> _Record excerpts_:
◆ ◆ ◆ ◆ ◆ ◆ ◆

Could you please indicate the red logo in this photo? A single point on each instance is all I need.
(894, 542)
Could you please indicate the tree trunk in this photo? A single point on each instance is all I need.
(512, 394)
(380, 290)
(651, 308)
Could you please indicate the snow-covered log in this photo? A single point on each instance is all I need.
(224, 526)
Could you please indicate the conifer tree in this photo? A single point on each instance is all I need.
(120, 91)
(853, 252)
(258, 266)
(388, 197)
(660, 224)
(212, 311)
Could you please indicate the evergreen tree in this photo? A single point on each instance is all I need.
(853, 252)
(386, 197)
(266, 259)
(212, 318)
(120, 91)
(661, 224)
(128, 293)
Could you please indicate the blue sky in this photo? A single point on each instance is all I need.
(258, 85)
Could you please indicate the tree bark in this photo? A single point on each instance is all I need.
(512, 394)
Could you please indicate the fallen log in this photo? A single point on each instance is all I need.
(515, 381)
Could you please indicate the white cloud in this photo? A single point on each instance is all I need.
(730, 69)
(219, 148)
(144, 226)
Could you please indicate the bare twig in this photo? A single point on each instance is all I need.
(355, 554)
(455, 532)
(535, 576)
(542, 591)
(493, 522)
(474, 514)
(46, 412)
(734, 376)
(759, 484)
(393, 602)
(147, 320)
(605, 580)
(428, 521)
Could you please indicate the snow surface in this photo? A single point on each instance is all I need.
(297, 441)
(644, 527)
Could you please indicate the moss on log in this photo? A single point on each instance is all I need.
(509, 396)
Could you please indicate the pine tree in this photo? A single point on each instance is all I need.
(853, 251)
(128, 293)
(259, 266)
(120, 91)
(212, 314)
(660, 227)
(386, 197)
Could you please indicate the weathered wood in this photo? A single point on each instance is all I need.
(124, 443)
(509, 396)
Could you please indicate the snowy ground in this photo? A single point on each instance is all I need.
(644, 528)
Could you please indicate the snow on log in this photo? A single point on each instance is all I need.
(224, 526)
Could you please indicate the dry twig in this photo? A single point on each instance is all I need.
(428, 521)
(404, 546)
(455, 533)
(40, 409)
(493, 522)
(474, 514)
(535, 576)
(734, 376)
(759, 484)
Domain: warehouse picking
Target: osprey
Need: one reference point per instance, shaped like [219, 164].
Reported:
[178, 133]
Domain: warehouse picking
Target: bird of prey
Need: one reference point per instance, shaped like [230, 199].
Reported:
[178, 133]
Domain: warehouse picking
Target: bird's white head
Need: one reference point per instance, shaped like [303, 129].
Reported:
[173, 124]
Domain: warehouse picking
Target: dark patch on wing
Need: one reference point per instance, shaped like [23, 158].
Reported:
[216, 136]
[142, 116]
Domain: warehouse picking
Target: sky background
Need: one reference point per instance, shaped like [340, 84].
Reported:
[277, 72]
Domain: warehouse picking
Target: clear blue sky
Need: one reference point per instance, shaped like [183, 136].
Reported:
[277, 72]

◆ ◆ ◆ ◆ ◆ ◆ ◆

> _Given instruction_: Reproduce the listing above line for line, with no changes to any wording, number or bracket.

> _Exercise response_:
Could you please indicate the red logo in this photo? A single point on each instance is all I need.
(894, 542)
Could you please indicate the tree trunk in this photo? A single point on each instance is all I need.
(512, 394)
(380, 290)
(651, 308)
Could you please indicate the snow-covered log in this photo? A single point on each instance is all I need.
(224, 526)
Could you please indicate the conifer tree in this photo? A single point on each instance is all I need.
(120, 91)
(853, 252)
(258, 266)
(388, 197)
(660, 224)
(212, 311)
Could you please indicate the evergreen tree in this photo? A single point on each instance is all I need.
(853, 252)
(386, 197)
(266, 259)
(212, 318)
(120, 91)
(661, 224)
(128, 293)
Could you please indicate the blue sky in this photo? A single point on each instance is all I need.
(258, 85)
Could you please indicate the tree bark in this photo? A single point on each instance is all I need.
(512, 394)
Could you please indicate the fallen log in this photo? A single point on each instance is all I need.
(515, 381)
Could you please indicate the white cloud in this photo? A single point on each instance is all I need.
(730, 69)
(219, 148)
(144, 226)
Could you please indicate the bare twig in this photo? A single point on each instance is all I need.
(355, 554)
(455, 532)
(535, 576)
(542, 591)
(493, 522)
(474, 514)
(46, 412)
(734, 376)
(759, 484)
(393, 602)
(147, 320)
(605, 580)
(428, 521)
Could you please indicate the snow surface in this photo? A single point on each instance is all I need.
(297, 441)
(644, 527)
Could you please indicate the moss on log in this photo? A single point on each instance is all I need.
(509, 396)
Could you please indicate the pine tree in this photo? A single point on each instance is all I need.
(853, 251)
(128, 293)
(259, 266)
(120, 91)
(212, 314)
(660, 227)
(386, 197)
Could you please indicate the weathered wood in this photo? A single point on each instance is all I need.
(124, 443)
(509, 396)
Could you please indicate the snowy ground in this photo? A single point on each instance is all I need.
(644, 528)
Could you please indicate the snow on log in this photo? A single point on each instance is all I need.
(224, 526)
Could you please indicate the dry twig in this photo? A single point on each instance is all I need.
(428, 521)
(404, 546)
(455, 533)
(40, 409)
(493, 522)
(474, 514)
(535, 576)
(734, 376)
(759, 484)
Domain: warehouse picking
Target: osprey
Need: one reference point per instance, shaped like [219, 164].
Reported:
[178, 133]
Domain: warehouse picking
Target: bird of prey
Need: one reference point per instance, shaped like [230, 199].
Reported:
[178, 133]
Domain: warehouse picking
Target: bird's white head
Need: one reference point per instance, shaped like [303, 129].
Reported:
[173, 124]
Domain: warehouse picking
Target: dark patch on wing
Need: one reference point per instance, shaped like [23, 158].
Reported:
[216, 136]
[142, 116]
Domain: warehouse picking
Target: sky background
Need: one reference point per instance, shaped like [340, 84].
Reported:
[277, 72]
Domain: warehouse picking
Target: clear blue sky
Need: one reference point per instance, shaped like [183, 136].
Reported:
[277, 72]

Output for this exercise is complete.